** Start of Extracted data **
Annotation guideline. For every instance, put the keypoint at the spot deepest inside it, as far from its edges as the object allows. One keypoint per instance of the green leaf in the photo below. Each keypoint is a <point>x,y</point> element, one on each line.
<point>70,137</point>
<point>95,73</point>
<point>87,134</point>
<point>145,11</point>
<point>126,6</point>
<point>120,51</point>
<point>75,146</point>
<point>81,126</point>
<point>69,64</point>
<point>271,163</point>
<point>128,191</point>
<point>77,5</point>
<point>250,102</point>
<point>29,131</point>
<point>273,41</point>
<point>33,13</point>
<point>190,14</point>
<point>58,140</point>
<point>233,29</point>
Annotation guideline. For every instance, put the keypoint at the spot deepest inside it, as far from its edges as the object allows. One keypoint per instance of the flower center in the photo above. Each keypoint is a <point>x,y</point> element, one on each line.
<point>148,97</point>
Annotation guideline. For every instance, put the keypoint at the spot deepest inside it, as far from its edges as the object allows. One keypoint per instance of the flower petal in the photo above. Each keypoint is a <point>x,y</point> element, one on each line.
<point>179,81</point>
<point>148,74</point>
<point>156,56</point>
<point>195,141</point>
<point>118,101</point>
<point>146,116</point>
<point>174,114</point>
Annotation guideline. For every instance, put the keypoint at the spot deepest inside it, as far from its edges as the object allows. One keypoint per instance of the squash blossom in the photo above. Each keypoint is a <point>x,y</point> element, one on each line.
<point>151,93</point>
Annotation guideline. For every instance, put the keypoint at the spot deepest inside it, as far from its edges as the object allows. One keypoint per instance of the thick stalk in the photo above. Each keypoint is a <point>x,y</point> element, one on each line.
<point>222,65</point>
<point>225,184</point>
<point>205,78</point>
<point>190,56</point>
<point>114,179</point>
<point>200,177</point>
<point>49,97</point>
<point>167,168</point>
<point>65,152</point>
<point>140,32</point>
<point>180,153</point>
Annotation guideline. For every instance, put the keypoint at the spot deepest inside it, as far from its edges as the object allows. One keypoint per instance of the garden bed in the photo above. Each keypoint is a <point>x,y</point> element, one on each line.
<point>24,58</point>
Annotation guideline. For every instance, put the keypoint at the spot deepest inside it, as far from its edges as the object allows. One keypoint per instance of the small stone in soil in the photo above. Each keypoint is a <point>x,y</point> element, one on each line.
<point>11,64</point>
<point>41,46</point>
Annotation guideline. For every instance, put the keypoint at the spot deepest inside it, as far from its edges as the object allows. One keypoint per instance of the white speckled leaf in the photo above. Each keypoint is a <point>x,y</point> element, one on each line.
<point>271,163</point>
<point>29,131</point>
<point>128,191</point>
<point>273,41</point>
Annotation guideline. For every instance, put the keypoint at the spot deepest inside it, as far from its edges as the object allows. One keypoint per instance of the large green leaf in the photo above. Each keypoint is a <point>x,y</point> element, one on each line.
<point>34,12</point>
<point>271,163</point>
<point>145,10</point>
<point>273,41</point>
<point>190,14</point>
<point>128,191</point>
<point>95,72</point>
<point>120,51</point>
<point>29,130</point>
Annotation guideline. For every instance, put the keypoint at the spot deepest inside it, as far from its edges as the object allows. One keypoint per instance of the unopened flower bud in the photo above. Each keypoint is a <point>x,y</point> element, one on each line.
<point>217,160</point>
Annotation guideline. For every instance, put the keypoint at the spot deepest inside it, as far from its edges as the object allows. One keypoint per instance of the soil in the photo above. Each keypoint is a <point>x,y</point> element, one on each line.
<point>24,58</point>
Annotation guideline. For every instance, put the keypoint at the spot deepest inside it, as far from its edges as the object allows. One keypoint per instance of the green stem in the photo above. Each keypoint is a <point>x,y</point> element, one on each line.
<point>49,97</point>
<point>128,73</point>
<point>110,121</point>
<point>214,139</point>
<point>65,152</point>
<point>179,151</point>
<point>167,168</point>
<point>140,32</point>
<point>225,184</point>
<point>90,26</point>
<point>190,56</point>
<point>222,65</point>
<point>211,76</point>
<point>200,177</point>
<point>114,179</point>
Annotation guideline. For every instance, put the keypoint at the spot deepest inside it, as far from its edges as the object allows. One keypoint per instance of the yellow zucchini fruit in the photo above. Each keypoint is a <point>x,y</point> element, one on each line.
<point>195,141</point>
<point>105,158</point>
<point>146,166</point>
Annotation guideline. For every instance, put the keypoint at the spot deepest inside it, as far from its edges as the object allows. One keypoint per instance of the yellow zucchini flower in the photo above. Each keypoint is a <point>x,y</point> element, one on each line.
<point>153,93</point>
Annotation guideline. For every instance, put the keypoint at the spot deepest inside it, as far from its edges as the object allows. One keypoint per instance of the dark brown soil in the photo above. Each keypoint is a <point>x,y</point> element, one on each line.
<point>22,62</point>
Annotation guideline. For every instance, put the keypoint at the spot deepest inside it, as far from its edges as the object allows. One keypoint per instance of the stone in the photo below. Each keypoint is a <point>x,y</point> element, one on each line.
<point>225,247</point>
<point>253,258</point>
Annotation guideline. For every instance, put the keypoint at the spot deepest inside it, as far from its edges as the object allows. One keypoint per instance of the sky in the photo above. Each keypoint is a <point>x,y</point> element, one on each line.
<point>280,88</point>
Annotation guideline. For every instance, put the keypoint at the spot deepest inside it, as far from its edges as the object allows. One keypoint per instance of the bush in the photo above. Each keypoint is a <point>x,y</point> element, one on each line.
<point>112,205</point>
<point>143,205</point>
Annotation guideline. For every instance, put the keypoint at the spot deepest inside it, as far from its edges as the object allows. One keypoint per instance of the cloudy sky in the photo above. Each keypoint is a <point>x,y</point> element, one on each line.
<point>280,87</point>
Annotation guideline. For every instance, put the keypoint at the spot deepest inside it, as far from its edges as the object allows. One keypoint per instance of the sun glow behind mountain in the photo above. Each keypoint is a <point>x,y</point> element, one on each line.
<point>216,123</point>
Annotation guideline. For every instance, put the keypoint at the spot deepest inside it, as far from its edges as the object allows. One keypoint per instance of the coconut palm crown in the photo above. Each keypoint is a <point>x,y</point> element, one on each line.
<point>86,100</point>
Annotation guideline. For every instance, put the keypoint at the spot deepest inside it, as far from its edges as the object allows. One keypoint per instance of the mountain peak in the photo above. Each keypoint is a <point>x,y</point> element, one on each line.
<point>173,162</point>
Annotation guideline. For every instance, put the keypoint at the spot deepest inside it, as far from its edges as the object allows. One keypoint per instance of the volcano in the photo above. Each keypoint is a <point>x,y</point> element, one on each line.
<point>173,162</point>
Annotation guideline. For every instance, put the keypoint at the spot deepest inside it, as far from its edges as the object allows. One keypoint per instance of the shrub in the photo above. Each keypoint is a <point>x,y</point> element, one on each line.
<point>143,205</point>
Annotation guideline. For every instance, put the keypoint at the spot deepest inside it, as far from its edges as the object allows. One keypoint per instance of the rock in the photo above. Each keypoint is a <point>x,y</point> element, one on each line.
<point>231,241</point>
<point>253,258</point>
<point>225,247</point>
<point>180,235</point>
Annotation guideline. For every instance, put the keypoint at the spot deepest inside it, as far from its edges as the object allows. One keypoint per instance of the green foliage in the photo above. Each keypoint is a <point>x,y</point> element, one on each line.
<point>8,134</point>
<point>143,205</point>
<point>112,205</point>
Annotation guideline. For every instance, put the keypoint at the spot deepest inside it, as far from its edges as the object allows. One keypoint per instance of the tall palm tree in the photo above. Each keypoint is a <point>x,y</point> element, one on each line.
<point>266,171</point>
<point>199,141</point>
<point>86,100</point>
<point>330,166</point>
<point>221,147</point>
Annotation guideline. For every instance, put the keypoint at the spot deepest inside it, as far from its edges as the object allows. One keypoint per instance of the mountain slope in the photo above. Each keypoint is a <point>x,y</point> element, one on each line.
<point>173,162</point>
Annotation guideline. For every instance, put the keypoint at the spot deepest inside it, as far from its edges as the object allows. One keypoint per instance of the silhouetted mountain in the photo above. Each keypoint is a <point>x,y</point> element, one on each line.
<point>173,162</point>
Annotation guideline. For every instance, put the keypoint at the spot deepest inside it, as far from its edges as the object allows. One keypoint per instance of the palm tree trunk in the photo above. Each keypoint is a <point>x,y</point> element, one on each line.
** End of Extracted data **
Required task:
All lines from the one with "the mountain slope" through the final line above are to be quoted exactly; quote no other line.

Task answer:
Annotation guideline. For every instance, put the keypoint at the spot deepest inside it, as far from its edges as the object allows. One keypoint per instance of the mountain slope in the photo above. Each keypoint is a <point>x,y</point> element, one on each line.
<point>173,162</point>
Annotation guideline. For every instance, put the keypoint at the spot deepest inside it, as far from its edges as the object allows. One keypoint per instance of the silhouetted mountain in the photo above. Each keypoint is a <point>x,y</point> element, one on each line.
<point>173,162</point>
Annotation guideline. For every instance, put the keypoint at the spot deepest inside it, as far from its edges as the object allows. One keypoint per instance of the palm tree trunk in the photo above. Each keypoint is a <point>x,y</point> element, one on each line.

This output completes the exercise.